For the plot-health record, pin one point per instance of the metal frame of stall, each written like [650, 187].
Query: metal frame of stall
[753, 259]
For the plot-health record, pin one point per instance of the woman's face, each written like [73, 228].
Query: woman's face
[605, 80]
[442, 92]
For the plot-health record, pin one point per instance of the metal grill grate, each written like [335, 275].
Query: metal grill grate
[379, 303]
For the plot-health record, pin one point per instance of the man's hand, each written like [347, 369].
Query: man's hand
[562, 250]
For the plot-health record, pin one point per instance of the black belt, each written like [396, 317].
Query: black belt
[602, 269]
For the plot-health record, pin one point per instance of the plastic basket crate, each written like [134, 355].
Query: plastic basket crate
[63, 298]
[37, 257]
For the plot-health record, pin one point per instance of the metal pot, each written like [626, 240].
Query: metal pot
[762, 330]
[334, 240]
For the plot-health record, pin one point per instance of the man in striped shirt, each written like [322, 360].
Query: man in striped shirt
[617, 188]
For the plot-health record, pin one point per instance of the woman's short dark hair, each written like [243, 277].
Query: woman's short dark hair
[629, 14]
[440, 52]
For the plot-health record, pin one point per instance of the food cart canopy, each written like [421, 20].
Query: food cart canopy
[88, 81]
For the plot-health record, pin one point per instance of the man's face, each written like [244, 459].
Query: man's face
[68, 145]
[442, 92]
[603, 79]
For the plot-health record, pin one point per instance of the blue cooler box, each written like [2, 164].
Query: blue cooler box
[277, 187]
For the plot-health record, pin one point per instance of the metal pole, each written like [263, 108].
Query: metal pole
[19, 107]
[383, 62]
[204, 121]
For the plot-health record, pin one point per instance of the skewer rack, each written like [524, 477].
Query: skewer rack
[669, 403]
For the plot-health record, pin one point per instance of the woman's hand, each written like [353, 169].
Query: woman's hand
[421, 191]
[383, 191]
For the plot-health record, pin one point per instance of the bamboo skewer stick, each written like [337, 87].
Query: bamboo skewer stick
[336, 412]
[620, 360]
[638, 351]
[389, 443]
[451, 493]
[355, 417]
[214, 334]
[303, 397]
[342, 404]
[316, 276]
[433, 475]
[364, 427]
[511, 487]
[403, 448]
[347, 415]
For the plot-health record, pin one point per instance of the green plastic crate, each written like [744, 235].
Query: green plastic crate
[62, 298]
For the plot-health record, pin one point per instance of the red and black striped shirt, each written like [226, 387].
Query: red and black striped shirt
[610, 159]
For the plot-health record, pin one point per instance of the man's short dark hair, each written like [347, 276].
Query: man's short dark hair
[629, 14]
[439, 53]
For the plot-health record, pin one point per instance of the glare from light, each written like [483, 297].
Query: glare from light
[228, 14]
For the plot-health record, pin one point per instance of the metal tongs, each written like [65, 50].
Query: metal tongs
···
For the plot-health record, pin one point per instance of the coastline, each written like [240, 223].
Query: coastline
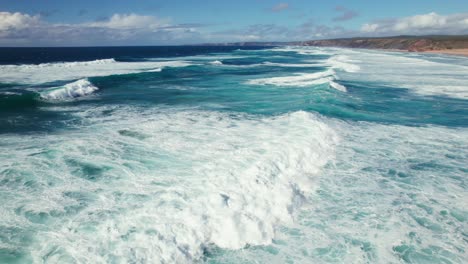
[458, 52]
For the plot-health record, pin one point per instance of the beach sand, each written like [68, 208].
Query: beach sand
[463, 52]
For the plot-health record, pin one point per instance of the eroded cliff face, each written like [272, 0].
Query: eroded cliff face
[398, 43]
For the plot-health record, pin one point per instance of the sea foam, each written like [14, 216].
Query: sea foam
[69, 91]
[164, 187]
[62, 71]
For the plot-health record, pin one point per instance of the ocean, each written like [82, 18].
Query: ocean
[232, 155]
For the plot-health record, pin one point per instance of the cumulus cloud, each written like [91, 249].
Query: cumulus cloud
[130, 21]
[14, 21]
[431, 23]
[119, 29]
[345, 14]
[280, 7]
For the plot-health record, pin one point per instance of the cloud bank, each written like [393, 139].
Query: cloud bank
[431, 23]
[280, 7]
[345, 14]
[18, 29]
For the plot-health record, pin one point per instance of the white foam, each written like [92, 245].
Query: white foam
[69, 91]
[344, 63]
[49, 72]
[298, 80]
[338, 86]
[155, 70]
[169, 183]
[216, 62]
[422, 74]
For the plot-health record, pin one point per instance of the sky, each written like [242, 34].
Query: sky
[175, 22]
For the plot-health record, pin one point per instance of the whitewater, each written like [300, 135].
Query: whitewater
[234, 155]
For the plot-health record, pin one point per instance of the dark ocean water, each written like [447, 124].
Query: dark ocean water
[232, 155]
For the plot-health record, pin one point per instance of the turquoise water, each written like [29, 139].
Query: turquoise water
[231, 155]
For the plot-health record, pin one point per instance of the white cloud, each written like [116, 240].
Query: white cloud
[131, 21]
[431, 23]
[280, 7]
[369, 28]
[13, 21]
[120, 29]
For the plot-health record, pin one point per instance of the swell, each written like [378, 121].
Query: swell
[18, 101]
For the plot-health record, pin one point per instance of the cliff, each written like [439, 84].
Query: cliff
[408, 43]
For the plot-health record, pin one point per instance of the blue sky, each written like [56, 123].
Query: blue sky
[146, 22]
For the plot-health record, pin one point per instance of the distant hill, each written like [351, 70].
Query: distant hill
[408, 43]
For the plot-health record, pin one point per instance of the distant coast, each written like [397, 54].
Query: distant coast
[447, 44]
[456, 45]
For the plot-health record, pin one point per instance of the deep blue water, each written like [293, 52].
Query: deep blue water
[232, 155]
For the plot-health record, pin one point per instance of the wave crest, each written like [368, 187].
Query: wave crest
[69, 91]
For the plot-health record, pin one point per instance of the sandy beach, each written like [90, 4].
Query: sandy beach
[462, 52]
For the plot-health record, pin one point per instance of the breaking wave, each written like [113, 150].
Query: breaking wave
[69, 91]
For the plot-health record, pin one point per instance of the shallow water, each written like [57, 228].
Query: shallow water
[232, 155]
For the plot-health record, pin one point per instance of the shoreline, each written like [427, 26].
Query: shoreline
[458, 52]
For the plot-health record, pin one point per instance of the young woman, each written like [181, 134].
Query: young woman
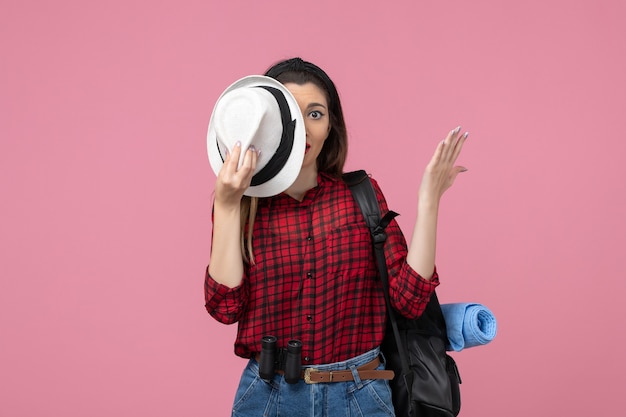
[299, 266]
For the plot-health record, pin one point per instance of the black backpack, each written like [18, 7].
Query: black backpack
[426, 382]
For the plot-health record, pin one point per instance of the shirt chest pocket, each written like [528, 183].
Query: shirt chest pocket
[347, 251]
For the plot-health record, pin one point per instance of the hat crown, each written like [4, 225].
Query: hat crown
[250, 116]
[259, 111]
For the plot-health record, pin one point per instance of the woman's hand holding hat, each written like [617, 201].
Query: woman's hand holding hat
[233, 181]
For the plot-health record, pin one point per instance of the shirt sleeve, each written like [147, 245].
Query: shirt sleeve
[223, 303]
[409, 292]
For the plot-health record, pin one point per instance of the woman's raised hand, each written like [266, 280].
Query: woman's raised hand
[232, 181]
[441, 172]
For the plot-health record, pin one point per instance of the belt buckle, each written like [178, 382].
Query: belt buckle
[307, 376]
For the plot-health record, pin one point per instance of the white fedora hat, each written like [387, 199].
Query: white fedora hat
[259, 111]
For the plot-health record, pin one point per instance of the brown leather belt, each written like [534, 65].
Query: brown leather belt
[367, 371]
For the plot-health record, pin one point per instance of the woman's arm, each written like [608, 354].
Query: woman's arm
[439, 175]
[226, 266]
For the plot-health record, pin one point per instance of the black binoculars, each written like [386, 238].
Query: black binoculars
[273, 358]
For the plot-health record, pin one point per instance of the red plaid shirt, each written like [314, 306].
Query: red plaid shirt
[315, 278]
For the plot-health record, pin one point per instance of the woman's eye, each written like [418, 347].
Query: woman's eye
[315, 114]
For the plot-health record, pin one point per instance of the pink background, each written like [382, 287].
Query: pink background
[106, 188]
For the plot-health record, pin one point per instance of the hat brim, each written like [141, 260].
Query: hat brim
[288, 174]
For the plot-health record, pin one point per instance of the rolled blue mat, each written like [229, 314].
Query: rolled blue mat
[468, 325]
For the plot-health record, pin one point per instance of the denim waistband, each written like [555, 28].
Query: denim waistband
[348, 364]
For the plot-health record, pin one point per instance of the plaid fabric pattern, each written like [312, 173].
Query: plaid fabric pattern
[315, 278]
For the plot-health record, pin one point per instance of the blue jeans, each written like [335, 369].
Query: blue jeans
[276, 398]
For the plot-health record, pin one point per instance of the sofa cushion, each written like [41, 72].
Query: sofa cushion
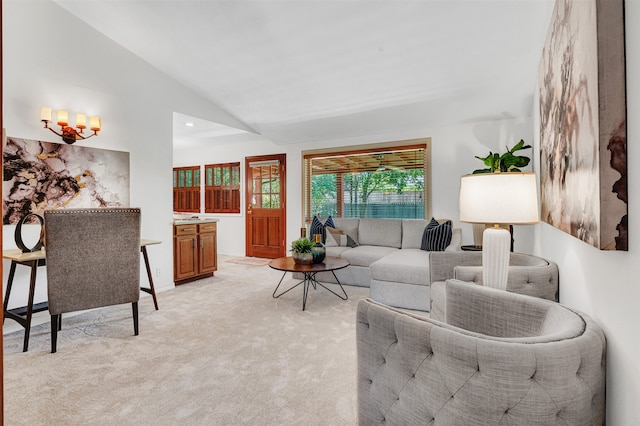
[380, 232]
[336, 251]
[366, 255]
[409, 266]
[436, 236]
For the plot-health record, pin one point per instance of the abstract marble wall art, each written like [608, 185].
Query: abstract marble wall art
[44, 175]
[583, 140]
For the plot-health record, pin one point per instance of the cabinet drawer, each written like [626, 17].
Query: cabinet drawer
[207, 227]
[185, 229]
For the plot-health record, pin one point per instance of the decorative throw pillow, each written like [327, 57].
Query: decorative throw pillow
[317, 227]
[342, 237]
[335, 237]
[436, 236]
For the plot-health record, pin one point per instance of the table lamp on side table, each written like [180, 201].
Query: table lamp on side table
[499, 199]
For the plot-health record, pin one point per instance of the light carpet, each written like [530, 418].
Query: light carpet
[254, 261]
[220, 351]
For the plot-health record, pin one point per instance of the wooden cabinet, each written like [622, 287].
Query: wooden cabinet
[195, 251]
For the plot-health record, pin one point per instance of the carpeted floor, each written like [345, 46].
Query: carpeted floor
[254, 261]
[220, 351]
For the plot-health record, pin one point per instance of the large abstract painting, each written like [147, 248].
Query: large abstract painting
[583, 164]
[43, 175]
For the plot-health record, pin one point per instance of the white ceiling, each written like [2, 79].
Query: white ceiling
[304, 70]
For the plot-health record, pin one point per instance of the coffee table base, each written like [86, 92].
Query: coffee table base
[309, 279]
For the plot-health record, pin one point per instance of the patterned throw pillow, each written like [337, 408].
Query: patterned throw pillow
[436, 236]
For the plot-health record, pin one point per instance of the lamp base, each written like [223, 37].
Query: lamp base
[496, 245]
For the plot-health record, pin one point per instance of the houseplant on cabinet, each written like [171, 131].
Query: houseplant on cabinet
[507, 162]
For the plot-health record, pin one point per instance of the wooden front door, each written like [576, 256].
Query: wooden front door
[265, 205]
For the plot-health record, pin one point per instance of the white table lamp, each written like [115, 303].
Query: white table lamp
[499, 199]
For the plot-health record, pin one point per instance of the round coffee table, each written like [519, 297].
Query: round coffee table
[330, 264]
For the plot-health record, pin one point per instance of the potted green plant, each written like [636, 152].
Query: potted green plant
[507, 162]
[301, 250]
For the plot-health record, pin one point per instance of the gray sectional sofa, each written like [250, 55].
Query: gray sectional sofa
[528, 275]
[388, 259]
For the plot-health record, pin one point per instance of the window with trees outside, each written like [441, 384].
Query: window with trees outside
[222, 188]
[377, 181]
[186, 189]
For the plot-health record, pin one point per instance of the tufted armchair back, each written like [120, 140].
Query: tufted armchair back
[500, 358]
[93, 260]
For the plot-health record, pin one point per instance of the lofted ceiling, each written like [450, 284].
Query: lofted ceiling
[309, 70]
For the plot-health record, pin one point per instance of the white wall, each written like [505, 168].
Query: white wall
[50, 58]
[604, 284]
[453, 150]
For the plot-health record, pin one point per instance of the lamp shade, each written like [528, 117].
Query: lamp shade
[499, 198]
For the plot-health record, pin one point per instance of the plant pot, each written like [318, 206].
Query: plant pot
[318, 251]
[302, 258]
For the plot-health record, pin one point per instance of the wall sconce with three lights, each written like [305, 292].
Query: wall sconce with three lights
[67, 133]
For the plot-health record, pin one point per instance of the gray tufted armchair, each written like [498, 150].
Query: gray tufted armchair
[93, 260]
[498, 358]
···
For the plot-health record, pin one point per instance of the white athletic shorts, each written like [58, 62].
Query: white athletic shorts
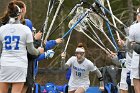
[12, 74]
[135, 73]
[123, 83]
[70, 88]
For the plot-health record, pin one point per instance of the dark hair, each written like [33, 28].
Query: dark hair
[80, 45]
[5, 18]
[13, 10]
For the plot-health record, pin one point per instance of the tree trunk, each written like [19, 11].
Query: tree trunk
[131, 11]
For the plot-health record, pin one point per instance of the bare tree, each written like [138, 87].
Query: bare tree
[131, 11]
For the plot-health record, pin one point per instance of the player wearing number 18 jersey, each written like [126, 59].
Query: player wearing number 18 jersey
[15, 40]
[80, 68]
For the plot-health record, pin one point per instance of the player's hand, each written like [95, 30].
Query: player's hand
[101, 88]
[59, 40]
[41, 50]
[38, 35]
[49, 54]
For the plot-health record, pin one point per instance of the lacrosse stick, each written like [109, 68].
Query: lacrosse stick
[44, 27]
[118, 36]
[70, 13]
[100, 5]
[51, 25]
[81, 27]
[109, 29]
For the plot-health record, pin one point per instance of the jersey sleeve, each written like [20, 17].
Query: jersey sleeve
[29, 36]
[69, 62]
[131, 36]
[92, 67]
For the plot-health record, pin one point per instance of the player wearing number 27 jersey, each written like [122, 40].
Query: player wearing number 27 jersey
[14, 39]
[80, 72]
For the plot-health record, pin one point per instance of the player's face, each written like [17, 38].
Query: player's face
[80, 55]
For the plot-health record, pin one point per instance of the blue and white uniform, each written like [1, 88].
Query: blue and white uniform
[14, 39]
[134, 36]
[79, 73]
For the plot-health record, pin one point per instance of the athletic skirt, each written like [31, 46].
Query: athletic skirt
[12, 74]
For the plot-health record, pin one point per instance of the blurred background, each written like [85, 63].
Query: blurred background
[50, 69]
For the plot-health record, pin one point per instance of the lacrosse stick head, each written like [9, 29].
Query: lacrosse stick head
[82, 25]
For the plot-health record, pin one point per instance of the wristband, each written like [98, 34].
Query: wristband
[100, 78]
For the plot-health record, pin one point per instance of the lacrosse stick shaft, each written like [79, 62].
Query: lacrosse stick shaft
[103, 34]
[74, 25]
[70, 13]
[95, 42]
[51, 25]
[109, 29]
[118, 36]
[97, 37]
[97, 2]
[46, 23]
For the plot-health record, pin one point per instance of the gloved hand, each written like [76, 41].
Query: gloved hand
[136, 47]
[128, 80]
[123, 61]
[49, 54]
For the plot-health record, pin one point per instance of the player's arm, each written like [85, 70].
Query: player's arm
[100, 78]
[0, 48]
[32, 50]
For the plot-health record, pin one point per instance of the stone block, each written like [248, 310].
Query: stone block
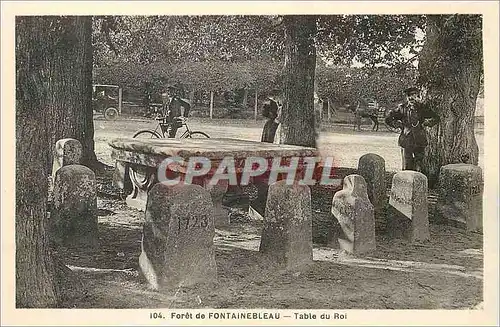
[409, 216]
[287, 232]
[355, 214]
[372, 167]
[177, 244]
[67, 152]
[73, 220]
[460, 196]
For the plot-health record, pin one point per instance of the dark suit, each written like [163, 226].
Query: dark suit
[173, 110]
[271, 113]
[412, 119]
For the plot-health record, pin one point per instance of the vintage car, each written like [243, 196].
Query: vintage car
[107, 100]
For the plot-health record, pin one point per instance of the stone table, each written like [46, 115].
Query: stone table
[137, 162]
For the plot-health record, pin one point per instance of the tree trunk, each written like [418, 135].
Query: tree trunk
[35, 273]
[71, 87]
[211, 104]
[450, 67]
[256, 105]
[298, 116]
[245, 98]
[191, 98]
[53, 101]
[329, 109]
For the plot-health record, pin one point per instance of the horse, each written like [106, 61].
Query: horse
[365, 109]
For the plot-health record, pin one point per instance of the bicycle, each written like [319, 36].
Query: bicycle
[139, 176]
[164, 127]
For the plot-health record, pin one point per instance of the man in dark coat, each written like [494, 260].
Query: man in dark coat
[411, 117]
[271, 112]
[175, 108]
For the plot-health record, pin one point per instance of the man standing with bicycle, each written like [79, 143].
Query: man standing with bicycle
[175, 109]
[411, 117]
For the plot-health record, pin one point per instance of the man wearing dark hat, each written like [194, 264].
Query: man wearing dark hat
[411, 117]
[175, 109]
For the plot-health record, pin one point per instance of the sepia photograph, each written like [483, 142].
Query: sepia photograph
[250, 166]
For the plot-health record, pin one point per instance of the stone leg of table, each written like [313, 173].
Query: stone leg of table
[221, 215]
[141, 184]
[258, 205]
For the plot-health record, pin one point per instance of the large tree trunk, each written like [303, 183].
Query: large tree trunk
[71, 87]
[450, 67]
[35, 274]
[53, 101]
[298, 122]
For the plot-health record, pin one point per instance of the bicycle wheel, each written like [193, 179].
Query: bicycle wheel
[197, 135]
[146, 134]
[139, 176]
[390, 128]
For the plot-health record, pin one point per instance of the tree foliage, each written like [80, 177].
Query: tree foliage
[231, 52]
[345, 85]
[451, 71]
···
### Directive
List every line of the entries above that contains the word "gloved".

### Solution for this problem
For the plot-health record, pin one point per instance of the gloved hand, each written like [76, 41].
Query: gloved hand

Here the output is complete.